(Dataset items)
..........
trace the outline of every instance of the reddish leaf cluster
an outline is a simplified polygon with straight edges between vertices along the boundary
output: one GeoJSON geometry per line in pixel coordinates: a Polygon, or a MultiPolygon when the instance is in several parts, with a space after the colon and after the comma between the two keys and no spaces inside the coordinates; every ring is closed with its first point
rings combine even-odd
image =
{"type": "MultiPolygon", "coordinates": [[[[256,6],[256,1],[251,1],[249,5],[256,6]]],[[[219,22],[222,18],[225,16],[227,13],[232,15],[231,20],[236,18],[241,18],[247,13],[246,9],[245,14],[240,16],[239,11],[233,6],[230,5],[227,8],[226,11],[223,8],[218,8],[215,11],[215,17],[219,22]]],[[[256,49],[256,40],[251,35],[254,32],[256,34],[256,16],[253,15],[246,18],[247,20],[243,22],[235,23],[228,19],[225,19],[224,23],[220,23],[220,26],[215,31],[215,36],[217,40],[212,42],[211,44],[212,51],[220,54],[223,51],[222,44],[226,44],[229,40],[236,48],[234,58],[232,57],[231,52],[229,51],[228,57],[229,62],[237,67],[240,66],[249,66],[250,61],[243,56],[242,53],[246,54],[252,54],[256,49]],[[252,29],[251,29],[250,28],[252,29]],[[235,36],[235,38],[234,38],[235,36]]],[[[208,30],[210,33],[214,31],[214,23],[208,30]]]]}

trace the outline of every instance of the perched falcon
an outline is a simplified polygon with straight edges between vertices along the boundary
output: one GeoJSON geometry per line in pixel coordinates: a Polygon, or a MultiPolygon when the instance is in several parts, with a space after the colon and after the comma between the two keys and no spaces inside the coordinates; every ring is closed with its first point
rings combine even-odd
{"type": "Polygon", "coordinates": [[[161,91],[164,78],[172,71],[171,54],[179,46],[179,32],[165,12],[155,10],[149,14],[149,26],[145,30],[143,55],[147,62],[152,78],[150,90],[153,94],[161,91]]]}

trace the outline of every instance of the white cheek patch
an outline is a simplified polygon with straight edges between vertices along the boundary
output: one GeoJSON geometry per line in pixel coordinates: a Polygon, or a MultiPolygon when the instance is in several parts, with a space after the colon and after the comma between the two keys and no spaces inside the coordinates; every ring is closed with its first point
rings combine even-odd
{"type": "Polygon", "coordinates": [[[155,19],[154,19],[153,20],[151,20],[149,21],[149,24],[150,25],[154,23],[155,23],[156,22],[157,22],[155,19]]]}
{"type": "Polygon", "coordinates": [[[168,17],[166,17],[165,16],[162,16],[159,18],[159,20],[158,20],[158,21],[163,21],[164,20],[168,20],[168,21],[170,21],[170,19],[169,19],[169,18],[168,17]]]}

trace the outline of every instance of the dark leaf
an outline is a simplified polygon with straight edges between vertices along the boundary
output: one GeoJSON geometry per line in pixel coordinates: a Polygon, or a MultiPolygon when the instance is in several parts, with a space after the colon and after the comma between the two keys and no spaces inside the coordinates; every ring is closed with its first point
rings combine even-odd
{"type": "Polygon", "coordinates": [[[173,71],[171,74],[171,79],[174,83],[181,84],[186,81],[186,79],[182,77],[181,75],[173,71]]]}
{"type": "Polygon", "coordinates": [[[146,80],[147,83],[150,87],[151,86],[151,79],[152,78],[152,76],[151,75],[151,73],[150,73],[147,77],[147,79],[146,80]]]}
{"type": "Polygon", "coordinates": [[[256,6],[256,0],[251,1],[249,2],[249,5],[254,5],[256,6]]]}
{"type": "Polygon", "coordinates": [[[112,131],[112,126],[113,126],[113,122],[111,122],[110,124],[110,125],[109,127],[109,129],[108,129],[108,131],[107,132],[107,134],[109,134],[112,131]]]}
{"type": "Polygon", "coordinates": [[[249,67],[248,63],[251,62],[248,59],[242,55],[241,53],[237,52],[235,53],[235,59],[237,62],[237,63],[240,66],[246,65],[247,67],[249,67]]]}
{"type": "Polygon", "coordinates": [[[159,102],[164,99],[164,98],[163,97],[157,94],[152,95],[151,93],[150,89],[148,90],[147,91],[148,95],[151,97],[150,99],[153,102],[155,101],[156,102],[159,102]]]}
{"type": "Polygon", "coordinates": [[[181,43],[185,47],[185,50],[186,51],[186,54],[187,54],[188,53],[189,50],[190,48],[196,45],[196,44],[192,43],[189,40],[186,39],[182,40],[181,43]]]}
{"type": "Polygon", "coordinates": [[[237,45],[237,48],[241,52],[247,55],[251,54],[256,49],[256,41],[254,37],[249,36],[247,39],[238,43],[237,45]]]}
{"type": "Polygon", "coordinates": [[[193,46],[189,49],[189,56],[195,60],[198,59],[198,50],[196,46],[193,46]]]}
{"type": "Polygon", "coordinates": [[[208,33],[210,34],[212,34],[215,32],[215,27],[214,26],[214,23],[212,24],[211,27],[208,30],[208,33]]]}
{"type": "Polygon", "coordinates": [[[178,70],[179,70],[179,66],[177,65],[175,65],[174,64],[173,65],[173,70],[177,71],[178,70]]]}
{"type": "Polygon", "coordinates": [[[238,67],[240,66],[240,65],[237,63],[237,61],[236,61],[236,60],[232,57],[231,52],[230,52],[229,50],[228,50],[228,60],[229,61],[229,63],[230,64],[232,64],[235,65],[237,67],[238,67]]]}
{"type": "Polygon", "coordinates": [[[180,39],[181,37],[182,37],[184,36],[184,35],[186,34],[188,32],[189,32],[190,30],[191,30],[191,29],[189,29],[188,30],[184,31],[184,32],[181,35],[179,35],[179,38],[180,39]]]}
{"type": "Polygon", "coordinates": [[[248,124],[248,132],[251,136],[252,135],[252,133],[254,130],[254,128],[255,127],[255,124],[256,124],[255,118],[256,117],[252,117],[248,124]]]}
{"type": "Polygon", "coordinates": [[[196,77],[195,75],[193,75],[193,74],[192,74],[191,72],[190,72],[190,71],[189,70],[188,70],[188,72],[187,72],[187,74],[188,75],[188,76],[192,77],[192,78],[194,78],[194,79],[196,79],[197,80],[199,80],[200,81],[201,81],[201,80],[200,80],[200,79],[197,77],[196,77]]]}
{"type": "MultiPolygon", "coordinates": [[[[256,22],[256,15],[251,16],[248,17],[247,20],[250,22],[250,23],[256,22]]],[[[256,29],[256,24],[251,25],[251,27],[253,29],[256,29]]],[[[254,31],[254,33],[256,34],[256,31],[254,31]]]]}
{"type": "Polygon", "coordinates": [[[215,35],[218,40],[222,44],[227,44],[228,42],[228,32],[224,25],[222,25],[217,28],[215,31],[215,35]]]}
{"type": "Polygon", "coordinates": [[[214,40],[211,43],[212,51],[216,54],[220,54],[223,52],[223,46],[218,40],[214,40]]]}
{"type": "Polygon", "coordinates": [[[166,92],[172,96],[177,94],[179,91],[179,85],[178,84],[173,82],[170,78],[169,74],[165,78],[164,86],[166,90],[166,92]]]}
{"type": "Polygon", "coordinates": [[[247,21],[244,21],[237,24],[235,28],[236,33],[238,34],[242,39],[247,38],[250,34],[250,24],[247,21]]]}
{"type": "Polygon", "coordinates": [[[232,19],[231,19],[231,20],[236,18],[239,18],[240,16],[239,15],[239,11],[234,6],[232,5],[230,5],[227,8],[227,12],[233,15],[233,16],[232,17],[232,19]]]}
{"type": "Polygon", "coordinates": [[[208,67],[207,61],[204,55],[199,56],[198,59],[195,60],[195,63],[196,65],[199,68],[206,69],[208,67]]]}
..........
== Problem ==
Pull out every line of the listing above that contains the string "trace", treating uppercase and lowercase as different.

== Problem solution ==
trace the outline of every instance of the reddish leaf cluster
trace the outline of every instance of the perched falcon
trace the outline of every instance of the white cheek patch
trace the outline of every instance of the dark leaf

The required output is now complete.